— begin The data —
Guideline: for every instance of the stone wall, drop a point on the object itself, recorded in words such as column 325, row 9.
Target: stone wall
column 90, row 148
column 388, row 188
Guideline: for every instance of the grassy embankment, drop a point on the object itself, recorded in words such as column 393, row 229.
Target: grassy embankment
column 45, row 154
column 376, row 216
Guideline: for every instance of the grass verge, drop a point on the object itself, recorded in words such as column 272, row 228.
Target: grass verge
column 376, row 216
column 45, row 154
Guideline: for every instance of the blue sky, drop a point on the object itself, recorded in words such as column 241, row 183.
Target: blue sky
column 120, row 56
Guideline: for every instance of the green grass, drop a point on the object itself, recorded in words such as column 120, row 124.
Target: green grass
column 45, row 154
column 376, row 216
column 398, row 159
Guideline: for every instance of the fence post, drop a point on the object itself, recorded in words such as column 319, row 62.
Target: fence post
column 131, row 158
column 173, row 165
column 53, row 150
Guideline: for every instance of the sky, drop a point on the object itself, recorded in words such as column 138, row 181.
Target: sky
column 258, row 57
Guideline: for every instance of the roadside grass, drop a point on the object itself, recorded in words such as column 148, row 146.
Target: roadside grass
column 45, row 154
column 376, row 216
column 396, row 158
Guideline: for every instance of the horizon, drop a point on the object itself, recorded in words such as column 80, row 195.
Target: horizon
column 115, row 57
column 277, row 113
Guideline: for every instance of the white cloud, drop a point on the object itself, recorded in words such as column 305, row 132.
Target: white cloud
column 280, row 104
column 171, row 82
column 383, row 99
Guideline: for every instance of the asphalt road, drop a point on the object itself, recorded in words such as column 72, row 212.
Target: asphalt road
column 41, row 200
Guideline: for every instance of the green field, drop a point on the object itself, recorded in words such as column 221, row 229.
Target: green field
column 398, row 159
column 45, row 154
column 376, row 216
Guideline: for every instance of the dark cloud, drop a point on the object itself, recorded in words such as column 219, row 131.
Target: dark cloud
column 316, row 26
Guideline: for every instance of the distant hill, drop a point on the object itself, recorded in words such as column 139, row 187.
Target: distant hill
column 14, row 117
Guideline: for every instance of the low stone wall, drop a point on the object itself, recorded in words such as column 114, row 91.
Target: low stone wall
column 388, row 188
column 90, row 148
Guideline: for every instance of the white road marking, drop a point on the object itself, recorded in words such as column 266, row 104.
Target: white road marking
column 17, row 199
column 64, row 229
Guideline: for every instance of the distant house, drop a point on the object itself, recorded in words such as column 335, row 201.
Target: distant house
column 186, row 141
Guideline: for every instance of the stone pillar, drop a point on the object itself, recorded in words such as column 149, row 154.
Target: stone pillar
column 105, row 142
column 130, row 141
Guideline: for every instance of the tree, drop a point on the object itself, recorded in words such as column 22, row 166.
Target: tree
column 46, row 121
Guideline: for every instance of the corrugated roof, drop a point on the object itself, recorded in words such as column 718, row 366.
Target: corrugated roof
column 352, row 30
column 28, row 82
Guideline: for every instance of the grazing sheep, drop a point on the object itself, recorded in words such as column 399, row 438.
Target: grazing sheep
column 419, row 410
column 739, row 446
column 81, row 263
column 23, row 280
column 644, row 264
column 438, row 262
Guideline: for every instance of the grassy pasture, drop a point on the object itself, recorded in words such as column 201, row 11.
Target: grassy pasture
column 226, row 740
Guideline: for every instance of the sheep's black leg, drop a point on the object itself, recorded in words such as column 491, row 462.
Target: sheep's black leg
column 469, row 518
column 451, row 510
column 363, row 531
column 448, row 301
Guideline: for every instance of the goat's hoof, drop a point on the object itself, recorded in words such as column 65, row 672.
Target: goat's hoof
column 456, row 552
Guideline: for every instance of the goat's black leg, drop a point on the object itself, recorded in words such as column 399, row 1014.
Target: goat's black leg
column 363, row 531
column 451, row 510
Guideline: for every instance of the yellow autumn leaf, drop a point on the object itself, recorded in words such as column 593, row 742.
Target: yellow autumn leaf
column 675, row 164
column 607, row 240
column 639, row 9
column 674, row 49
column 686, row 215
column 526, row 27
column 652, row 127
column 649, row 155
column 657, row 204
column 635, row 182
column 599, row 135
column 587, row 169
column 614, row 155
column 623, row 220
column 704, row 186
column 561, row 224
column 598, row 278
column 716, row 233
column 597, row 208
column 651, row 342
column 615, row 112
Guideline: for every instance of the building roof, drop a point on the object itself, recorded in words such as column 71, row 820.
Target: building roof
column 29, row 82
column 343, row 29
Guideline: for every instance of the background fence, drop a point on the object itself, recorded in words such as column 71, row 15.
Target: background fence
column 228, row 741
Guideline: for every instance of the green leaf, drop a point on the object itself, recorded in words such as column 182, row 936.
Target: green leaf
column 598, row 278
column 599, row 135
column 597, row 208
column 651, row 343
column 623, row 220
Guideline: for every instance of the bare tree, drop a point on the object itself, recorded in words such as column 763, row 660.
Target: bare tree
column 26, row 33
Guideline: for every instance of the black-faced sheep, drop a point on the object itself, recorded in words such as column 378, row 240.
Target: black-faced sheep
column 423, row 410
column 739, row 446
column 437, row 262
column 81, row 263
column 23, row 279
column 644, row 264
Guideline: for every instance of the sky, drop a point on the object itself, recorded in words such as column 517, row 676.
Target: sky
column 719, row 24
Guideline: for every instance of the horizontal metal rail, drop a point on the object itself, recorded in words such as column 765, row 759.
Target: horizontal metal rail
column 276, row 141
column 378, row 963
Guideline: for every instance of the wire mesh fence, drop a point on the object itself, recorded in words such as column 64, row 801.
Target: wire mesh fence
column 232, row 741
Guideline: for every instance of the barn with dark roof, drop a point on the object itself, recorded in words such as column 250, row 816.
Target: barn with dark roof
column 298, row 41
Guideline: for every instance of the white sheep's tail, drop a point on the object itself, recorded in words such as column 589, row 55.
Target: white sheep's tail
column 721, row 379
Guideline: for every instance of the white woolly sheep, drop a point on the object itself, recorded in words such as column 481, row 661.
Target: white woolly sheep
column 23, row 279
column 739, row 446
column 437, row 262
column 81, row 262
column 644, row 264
— end The data —
Given exercise —
Write out the listing above again, replacing every occurrence of "drop a point" with "place a marker" and changing nothing else.

The reply —
Guideline: for every instance of the stone wall, place a marker on the object itself, recorded in words such as column 325, row 9.
Target: stone wall
column 90, row 148
column 388, row 188
Guideline: for every instance of the grassy embankment, place a marker on the object itself, recorded in words such as column 393, row 229.
Target: grassy embankment
column 45, row 154
column 376, row 216
Guideline: for every instance of the grass verge, place a marker on the object itself, recorded in words such as column 272, row 228.
Target: grass verge
column 376, row 216
column 45, row 154
Guideline: for every instance of the blue sky, place a marker on the object itself, recorded in words such as column 241, row 183.
Target: blue sky
column 120, row 56
Guideline: for every instance of the green grass, place a marker on the object itself, recorded in words such as column 120, row 124.
Target: green grass
column 45, row 154
column 376, row 216
column 398, row 159
Guideline: for every instance of the fence post, place a marker on the object itself, recorded in words such as column 319, row 62.
Target: fence post
column 131, row 158
column 173, row 165
column 53, row 150
Guideline: for every instance of the sky, place a marker on the object itself, recorded in words such as column 138, row 181.
Target: sky
column 258, row 57
Guideline: for every instance of the roadside grass, place a marker on the object itself, recorded in words such as column 148, row 146.
Target: roadside grass
column 45, row 154
column 376, row 216
column 396, row 158
Guideline: for every instance of the horizon, place a marker on the object itself, recorded in words such as column 80, row 195.
Target: horizon
column 115, row 57
column 277, row 113
Guideline: for every instance of the white cloud, place a marker on the object itself, recorded in words such as column 305, row 132.
Target: white cloud
column 280, row 104
column 171, row 82
column 383, row 99
Guideline: for every instance of the asphalt road, place a marker on the object itself, recorded in words such as column 72, row 212.
Target: asphalt road
column 41, row 200
Guideline: for every instance of the green field, place a marker on the object itself, recorded in words such as column 221, row 229.
Target: green field
column 398, row 159
column 45, row 154
column 376, row 216
Guideline: for every instance of the dark cloud, place a marker on the object itself, recorded in words such as column 219, row 131.
Target: dark cloud
column 316, row 26
Guideline: for every instance of the distant hill, place a marker on the object itself, recorded in words such as column 139, row 187.
Target: distant hill
column 14, row 117
Guideline: for every instance of the low stone wall, place a marker on the object itself, recorded in words such as column 114, row 91.
Target: low stone wall
column 388, row 188
column 90, row 148
Guideline: for every instance of the white road marking, place a marker on the object itself, recorded in words such as column 266, row 104.
Target: white road marking
column 17, row 199
column 64, row 229
Guideline: for every instance of the distant house, place a marker on the object itself, recorded in words such as column 335, row 201.
Target: distant house
column 186, row 141
Guideline: for every instance of the stone pillar, place a marker on the object itself, recorded in words such as column 149, row 154.
Target: stone pillar
column 105, row 142
column 130, row 141
Guideline: for every instance of the tree, place a marker on the object itself, recorded in words such as column 22, row 166.
Target: tree
column 46, row 121
Guideline: for every instance of the corrugated roof, place a marker on the object itself, recorded in words such as column 718, row 366.
Target: corrugated roof
column 352, row 30
column 28, row 82
Guideline: for every instance of the grazing sheep, place a marker on the object itself, recorded in words such as column 399, row 438.
Target: grazing sheep
column 419, row 410
column 739, row 446
column 81, row 263
column 23, row 280
column 644, row 264
column 438, row 262
Guideline: for every instance of the grassy pasture, place a marker on the object itself, recorded in words such as column 201, row 11.
Target: grassy pasture
column 226, row 740
Guideline: for every instance of the sheep's black leg, place a marker on the object itself, recorded in words such as column 491, row 462.
Target: sheep's black leg
column 469, row 518
column 451, row 510
column 363, row 531
column 448, row 301
Guideline: for every instance of the goat's hoof, place a marker on the object itself, recorded in words such as column 65, row 672.
Target: goat's hoof
column 456, row 552
Guideline: for every instance of the goat's black leg, place a marker on the object itself, recorded in words such as column 399, row 1014.
Target: goat's black leg
column 363, row 531
column 451, row 510
Guideline: for every instance of the yellow autumn leaf, place a marker on the object itself, recorded in words such as column 593, row 742.
Target: yellow autumn leaf
column 675, row 164
column 607, row 240
column 639, row 9
column 674, row 49
column 686, row 215
column 526, row 27
column 652, row 127
column 649, row 155
column 657, row 204
column 635, row 182
column 599, row 135
column 587, row 169
column 614, row 155
column 623, row 220
column 704, row 186
column 561, row 224
column 598, row 278
column 716, row 233
column 597, row 208
column 651, row 342
column 615, row 112
Guideline: for every instance of the building roof, place a marker on the object itself, recorded in words such as column 71, row 820.
Target: building roof
column 29, row 82
column 343, row 29
Guideline: for every instance of the background fence, place a marker on the object itself, recorded in words such as column 71, row 15.
Target: background fence
column 228, row 741
Guideline: for every instance of the green leaf, place a marker on the object itself, recorded in words such as column 182, row 936.
Target: green leaf
column 598, row 278
column 599, row 135
column 597, row 208
column 651, row 343
column 623, row 220
Guideline: for every instance of the bare tree, place a marker on the object itself, recorded in words such as column 763, row 660.
Target: bare tree
column 26, row 33
Guideline: for every instance of the black-faced sheep, place a marker on the object itself, recorded in words such as column 378, row 240.
Target: black-faced sheep
column 423, row 410
column 739, row 446
column 437, row 262
column 81, row 263
column 23, row 279
column 644, row 264
Guideline: for every instance of the sky, place a marker on the object itself, recorded in words such as column 517, row 676.
Target: sky
column 719, row 24
Guideline: for every instance of the horizontal metal rail, place a marker on the object itself, recorded in words such as column 765, row 759.
Target: horizontal metal rail
column 276, row 141
column 378, row 963
Guideline: for every instance of the wire mesh fence, place a marker on the object itself, recorded in words such as column 64, row 801.
Target: wire mesh fence
column 232, row 741
Guideline: for every instance of the barn with dark roof, place a marker on the object itself, recorded in words such as column 250, row 816.
Target: barn with dark roof
column 298, row 41
Guideline: for every instance of the white sheep's tail, place a marker on the object itself, recorded in words such as column 589, row 55.
Target: white sheep's tail
column 721, row 379
Guideline: for every instance of the white woolly sheep, place a marker on the object itself, recorded in words such as column 481, row 661.
Target: white woolly sheep
column 23, row 279
column 739, row 446
column 437, row 262
column 81, row 262
column 644, row 264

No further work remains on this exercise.